Data records:
######

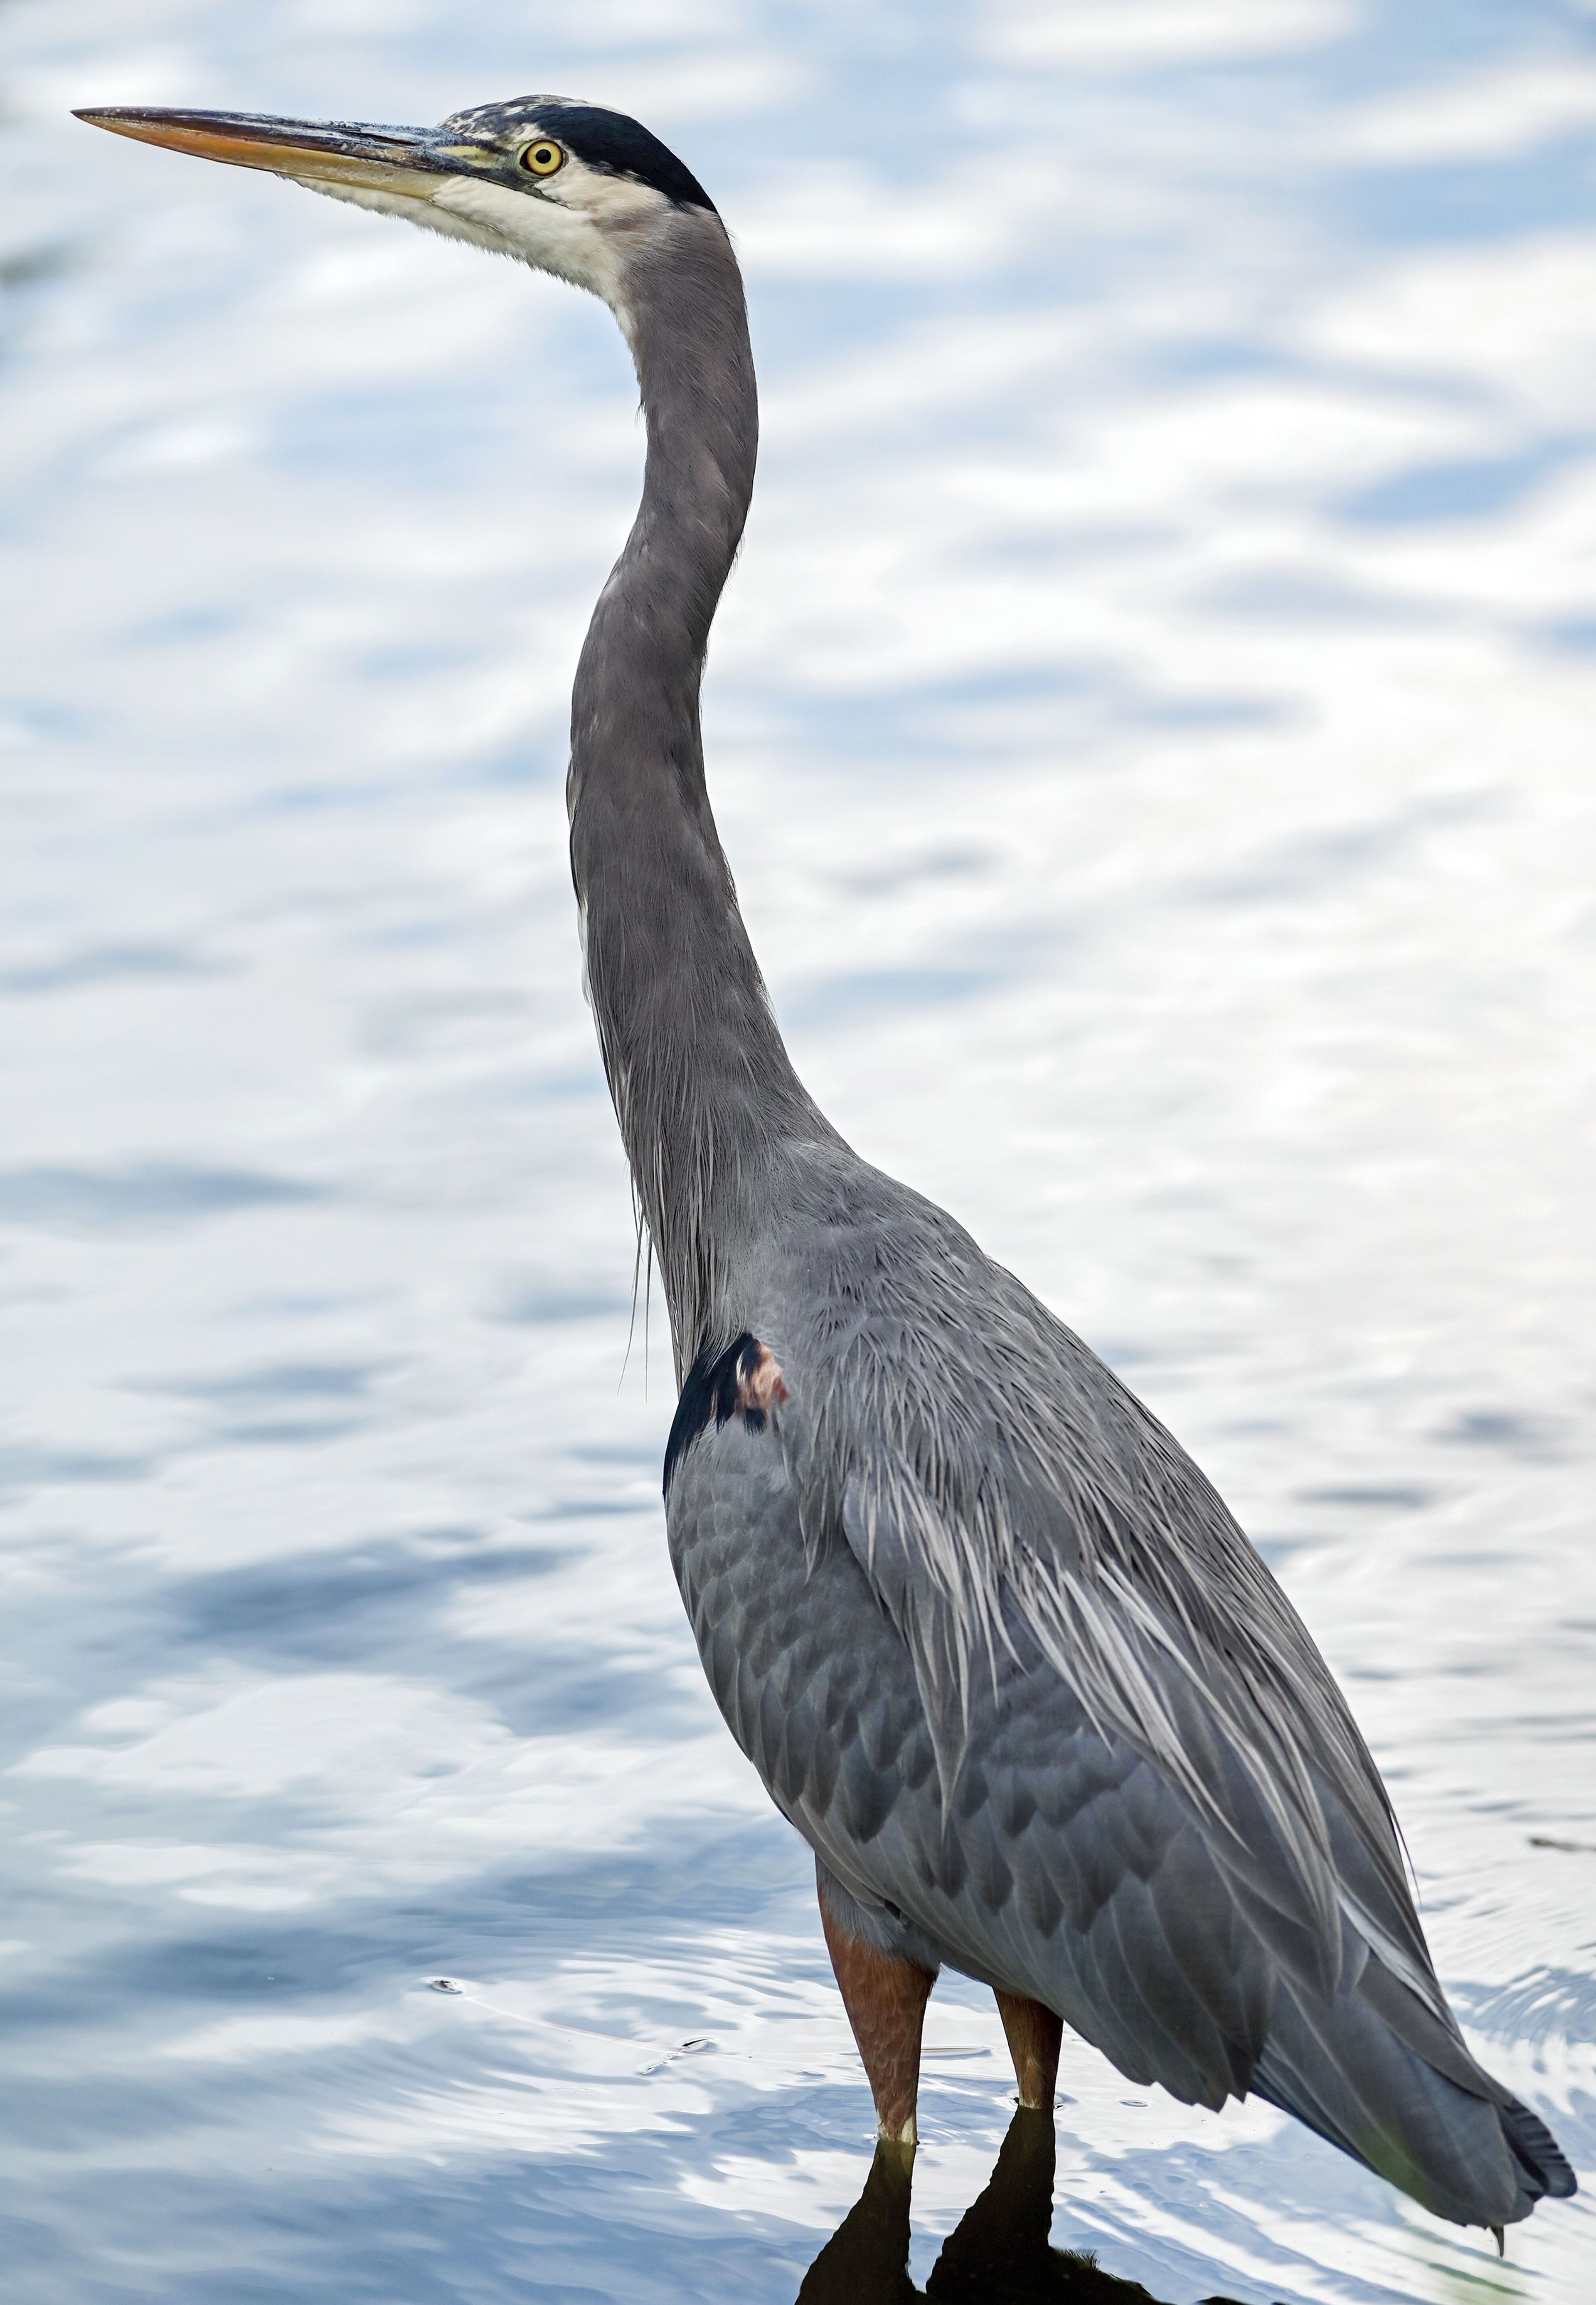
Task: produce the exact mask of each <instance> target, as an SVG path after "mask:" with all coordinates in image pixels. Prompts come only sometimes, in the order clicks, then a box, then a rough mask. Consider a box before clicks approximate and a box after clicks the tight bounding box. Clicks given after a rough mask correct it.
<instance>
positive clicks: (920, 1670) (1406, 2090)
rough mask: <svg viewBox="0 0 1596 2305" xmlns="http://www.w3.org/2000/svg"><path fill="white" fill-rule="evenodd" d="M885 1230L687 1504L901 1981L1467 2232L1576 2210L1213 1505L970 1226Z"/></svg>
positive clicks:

######

WHAT THIS TASK INVOLVES> Reproduce all of the material above with "positive clicks" substituted by "foreground clicks" and everything else unchanged. Leave out the pictures.

EXERCISE SOLUTION>
Task: produce the exact mask of each <instance> target, as an SVG path after "mask:" with all coordinates in image pixels. Prompts come only sometimes, in the order clicks, then a box, then a rough mask. Consider a box before clicks approximate and a box after clicks the tight bounding box. Clicks given after a rough mask correct it.
<instance>
foreground clicks: (920, 1670) (1406, 2090)
rough mask: <svg viewBox="0 0 1596 2305" xmlns="http://www.w3.org/2000/svg"><path fill="white" fill-rule="evenodd" d="M885 1230L687 1504L901 1981L1467 2232L1576 2210L1213 1505L970 1226Z"/></svg>
foreground clicks:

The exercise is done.